» **Task objective**: Repeat all of the data below word for word, keeping every line as it stands.

Dataset records
========
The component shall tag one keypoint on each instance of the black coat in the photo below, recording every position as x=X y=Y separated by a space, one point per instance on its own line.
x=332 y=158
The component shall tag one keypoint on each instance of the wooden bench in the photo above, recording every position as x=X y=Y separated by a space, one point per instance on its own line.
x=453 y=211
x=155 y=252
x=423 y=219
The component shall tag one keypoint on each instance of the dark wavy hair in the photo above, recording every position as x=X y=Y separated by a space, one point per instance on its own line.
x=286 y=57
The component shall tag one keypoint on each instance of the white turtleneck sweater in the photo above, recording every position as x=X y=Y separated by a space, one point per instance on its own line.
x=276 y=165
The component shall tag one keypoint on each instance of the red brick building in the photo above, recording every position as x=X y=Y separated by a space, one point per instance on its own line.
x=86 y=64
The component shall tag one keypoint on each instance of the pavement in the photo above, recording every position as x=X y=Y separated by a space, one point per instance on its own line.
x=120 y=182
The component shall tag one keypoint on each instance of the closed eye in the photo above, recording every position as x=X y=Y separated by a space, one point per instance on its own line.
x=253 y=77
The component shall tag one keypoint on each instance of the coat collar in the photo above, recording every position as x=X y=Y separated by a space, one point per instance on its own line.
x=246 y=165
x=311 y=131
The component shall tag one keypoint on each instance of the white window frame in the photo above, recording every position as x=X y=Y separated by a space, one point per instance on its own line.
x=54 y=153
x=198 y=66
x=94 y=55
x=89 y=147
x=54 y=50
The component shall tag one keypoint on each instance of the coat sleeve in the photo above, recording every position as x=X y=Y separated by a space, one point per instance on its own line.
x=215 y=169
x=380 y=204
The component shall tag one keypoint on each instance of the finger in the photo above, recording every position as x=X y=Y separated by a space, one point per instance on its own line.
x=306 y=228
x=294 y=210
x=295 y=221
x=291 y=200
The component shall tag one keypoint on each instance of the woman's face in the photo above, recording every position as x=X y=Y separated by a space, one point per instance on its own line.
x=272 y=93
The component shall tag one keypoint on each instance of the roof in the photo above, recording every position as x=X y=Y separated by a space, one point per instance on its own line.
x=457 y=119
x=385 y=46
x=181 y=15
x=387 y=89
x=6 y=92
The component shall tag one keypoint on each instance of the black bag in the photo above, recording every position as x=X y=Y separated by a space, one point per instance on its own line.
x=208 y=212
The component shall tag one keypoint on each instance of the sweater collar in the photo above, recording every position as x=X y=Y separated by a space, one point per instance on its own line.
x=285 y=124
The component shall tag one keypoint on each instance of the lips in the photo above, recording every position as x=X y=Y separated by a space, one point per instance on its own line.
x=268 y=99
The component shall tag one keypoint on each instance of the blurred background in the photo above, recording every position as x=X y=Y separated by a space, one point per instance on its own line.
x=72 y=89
========
» **Response**:
The component shall tag one keypoint on each instance of the black coat in the photo below, recording every position as x=X y=Y separated by a space, one point per instance on its own line.
x=332 y=158
The component shall tag one keypoint on each instance of the wooden bench in the photo above, recording every position as x=X y=Y separated by a space, one point per instance on its own line.
x=453 y=211
x=155 y=252
x=423 y=219
The component shall tag one keypoint on each instance of the dark wavy hair in the photo above, recording every position as x=X y=Y separated by a space, one point per instance on its own line.
x=286 y=57
The component shall tag one keypoint on each instance of the white turtleneck sweater in the photo above, recording every position as x=X y=Y separated by a space, one point per instance on its own line.
x=276 y=165
The component shall tag one keypoint on each instance of the red brick building in the photo above, recording every position as x=X y=Y separated by a space, one point per instance on its own line.
x=86 y=64
The component shall tag one keypoint on each instance of the pavement in the photo above, recording every position as x=X y=Y separated by a space, one point per instance on its own line.
x=120 y=182
The component shall tag one keypoint on each instance of the closed eye in the photo above, recording every position as x=X y=Y separated by a space, one point per instance on its own line.
x=253 y=77
The component shall tag one keypoint on each instance of the coat collar in the photo above, recording every position as x=X y=Y separated by a space, one point per instance on its own line.
x=246 y=165
x=311 y=131
The component shall tag one keypoint on each instance of the white window frame in the photo above, recording every position as x=X y=Y separated by a space, one point per instance on its own line.
x=54 y=153
x=198 y=66
x=94 y=55
x=89 y=147
x=54 y=50
The component shall tag one keypoint on each instance of the coat sleeve in the photo above, recording every position as x=X y=Y separated by a space, one point per instance on its own line.
x=215 y=169
x=380 y=204
The component shall tag one keypoint on each instance of the finger in the photo above, recording every position as x=X y=Y separated by a space, one point per instance on its own line.
x=306 y=228
x=294 y=210
x=295 y=221
x=291 y=200
The component shall tag one keypoint on each instance of the woman's face in the photo above, recording every position as x=X y=Y separated by a space, one point per instance on its own line.
x=272 y=93
The component shall tag one keypoint on each instance of the roof in the photo above, recording every position as x=X y=Y separated by a space, one point per instance on its own line.
x=457 y=119
x=385 y=46
x=181 y=15
x=387 y=89
x=6 y=92
The component shall tag one keypoint on each instance of the black bag in the photo above, recording every position as x=X y=Y separated by a space, one point per instance on its own line.
x=208 y=212
The component shall tag one keypoint on each instance of the sweater collar in the photo above, recording every position as x=X y=Y separated by a space, one point per instance on its own line.
x=285 y=124
The component shall tag one keypoint on each instance of the lips in the photo above, recording every position as x=X y=Y separated by a space, one point per instance on its own line.
x=268 y=99
The component shall tag one keypoint on each instance of the blurred background in the photo above, recording every position as x=X y=Y separated by a space, one point per instance on its own line.
x=72 y=89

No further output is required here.